_Task to complete_
Each line with the string "eroded" is to be copied from the records below.

:: Records provided ::

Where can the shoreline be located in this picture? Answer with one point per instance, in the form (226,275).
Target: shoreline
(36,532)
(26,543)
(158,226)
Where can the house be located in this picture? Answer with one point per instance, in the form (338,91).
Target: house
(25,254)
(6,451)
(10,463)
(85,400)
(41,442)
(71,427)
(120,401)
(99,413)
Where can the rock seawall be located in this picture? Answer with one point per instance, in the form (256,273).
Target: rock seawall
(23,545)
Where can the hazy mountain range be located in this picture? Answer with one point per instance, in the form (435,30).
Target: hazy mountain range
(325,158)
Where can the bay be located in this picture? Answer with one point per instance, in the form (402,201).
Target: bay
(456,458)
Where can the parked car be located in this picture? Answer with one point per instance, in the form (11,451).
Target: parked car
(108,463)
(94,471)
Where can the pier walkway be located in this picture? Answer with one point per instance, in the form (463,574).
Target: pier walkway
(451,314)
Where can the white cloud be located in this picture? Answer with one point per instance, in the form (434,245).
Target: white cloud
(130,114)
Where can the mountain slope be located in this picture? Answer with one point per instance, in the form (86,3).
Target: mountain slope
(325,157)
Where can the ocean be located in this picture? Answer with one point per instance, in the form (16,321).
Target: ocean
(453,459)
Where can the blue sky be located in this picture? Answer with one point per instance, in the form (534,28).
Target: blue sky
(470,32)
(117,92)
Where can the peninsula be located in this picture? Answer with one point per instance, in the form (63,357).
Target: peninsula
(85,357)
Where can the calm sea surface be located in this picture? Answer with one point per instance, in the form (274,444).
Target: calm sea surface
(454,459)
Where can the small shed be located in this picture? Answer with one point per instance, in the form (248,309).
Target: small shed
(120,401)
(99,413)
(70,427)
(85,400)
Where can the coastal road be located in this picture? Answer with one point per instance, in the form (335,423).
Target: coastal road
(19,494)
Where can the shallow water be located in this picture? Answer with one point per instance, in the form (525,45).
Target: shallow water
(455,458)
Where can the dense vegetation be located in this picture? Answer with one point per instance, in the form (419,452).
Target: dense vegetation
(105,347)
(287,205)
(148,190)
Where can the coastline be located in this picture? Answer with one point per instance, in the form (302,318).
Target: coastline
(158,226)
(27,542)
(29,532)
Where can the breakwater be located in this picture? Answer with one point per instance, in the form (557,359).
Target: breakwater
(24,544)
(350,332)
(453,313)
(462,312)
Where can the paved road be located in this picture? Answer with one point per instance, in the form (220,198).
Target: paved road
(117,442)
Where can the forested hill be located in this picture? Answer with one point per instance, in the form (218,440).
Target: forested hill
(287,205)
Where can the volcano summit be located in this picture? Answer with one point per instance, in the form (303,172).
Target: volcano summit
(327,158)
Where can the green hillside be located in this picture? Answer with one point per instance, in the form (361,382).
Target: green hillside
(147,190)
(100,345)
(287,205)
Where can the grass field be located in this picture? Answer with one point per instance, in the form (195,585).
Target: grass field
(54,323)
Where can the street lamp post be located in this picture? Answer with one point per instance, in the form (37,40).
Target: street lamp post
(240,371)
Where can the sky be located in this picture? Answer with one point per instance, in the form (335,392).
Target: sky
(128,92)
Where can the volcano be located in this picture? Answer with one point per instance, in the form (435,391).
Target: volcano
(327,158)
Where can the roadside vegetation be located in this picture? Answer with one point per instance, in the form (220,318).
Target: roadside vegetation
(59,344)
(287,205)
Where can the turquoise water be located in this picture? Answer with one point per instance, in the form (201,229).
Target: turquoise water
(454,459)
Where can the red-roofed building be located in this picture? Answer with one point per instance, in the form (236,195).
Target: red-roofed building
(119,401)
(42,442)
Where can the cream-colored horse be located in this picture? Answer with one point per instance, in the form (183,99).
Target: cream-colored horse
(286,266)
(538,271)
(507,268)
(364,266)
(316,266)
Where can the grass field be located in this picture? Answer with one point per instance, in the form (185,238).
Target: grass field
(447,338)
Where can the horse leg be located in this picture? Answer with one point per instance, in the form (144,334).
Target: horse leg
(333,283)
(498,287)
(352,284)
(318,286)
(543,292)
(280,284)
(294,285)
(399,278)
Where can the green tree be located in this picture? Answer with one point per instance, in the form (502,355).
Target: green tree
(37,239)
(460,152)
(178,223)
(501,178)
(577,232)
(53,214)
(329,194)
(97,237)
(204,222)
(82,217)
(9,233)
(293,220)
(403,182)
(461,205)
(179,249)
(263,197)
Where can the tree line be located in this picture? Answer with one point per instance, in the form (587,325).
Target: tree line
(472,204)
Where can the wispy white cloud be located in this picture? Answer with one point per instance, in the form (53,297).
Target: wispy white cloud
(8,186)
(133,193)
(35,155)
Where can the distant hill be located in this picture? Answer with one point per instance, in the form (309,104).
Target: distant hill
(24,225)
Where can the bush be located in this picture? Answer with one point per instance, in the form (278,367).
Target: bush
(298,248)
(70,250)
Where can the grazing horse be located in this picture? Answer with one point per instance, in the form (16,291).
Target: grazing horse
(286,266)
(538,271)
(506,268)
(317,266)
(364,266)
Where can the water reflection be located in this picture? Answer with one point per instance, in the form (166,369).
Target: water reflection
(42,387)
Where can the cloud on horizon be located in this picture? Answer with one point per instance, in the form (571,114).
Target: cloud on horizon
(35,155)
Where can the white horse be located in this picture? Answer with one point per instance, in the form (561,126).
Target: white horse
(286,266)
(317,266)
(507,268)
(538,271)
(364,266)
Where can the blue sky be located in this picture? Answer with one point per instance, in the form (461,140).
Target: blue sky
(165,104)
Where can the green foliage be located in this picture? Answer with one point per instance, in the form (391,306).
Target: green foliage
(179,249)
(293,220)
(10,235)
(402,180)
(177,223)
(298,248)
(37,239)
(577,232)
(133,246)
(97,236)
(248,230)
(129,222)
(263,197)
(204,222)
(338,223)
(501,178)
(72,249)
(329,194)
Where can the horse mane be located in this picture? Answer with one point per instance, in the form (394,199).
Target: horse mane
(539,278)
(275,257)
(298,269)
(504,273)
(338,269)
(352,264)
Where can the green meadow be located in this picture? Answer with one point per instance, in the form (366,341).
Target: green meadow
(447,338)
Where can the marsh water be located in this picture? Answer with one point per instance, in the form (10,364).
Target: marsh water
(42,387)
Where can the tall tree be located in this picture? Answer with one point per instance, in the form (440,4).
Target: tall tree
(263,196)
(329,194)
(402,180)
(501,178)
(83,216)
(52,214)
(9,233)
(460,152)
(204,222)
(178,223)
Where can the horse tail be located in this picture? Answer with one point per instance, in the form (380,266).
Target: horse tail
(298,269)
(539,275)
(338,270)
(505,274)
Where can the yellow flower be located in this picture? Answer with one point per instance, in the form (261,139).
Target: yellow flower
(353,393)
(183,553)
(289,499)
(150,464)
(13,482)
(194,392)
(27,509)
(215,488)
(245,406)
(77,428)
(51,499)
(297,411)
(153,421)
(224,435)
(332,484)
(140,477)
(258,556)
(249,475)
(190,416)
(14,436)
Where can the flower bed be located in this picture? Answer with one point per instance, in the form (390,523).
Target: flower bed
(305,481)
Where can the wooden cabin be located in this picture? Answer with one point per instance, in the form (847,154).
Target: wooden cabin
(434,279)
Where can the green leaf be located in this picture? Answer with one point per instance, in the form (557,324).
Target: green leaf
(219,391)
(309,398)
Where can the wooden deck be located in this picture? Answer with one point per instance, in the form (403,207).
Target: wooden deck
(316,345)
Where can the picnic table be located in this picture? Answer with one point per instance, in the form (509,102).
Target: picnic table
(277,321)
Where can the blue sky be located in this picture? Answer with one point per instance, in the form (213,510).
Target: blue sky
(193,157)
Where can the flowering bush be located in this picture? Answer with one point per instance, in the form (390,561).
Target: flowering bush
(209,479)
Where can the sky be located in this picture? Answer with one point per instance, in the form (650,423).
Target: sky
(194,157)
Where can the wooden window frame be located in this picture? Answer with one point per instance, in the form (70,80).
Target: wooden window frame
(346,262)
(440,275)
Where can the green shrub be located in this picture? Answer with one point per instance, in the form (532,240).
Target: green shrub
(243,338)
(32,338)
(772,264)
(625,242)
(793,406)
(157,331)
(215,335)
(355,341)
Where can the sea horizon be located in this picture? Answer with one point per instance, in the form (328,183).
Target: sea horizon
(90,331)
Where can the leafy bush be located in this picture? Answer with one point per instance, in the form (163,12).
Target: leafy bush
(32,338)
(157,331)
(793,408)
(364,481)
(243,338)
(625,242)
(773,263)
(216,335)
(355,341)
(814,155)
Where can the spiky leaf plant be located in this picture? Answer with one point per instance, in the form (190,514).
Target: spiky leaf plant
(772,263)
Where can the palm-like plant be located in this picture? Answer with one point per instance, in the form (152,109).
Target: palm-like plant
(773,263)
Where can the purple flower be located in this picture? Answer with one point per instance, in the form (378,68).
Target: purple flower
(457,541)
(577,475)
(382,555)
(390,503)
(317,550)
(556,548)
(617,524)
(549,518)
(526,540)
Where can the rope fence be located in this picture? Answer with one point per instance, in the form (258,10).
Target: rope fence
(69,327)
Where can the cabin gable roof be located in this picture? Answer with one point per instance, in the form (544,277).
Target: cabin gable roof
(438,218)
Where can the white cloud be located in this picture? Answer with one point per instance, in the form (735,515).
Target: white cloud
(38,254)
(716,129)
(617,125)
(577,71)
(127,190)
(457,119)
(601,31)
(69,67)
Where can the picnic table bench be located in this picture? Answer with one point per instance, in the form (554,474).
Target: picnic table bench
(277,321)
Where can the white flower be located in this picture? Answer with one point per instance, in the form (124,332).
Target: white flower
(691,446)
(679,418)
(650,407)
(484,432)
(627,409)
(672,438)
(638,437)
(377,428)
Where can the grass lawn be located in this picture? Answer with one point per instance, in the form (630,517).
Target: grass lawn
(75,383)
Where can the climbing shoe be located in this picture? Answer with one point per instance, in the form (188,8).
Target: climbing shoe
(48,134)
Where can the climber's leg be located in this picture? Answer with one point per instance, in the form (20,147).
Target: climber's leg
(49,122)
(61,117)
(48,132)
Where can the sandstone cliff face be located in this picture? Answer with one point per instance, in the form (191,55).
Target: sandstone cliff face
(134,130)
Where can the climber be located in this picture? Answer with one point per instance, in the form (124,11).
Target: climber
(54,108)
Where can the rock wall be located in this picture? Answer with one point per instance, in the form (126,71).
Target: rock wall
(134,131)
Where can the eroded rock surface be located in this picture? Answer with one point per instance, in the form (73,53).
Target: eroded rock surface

:::

_Reply_
Where can the eroded rock surface be located in this picture? Answer with one point per instance, in the form (73,53).
Target: eroded rock surface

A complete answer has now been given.